* [Text section]:

2.    Credibility as a team-leader is mostly as good as only it is perceived. So display credibility and act with credibility.
3.    Walk the talk; you get judged well only when you walk the talk. Example: if you are asking for quality work, it’s a given that you also would do the same. Doing the other way destroys credibility.
4.    be enthusiastic; encourage the team to be enthusiastic as well.
5.    Never hire in haste, which makes waste.
6.    Educate the team on who your customer is, who your competition is.
7.    Create a mechanism to know what is happening in competition.
8.    Let the team know that the customer is supreme, and he is your most important asset.
9.    Give no room for politics in your team. At the hint of it, stem it at the root; and exhibit the fact that politicking is a strict no-no.
10.    Communicate personally as often as possible; use the phone; only re-iterate in written communication.
11.    Smile and laugh in the team, work need not be serious as most of us would think it to be.
12.    Share the joy of any of your team-members.
13.    Share and partake in their sorrows. Give a helping hand, in whichever way you can when a need arises.
14.    Make the team workplace a fun place to be; again laugh and smile.
15.    Show the team member how happy you are to have him/her in the team.
16.    Celebrate each of your team-members birthdays, anniversary… pass on gifts voluntarily.
17.    Have a vision statement for the team; in line with the organization’s vision statement.
18.    Make the purpose of the team clear – it could be revenues, number of customers, turn around time, producing so many units… whatever.
19.    Let this purpose be written down and shared amongst all team members.
20.    Set individual goals clearly – leave no ambiguity in this – make it measurable for them as well as you.
21.    Clear state the expected quality of work, and quantity of work – on a day, for  a week, for the month, and for the year.
22.    Go out of your way to help a team member reach the stated goal.
23.    Make each of them feel that he/she can confide in you.
24.    Understand and talk to them of their job-goals and career goals.

* [What this exercise asks]:
#1 In the team-leader tips, what is the advice about phone calls and written communication?
#2 Make the item in the team-leader tips that begins "Walk the talk" shorter while keeping its main points.

* [Data records]:
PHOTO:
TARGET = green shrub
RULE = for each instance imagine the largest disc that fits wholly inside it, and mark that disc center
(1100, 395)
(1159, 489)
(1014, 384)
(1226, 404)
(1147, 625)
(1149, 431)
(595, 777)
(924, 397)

* [Written answers]:
#1 Use the phone and communicate personally as often as possible, and use written communication only to reiterate.

#2 Practice what you ask of others, because that is the only way to be judged well. If you demand quality work, you must deliver it yourself, and doing otherwise destroys credibility.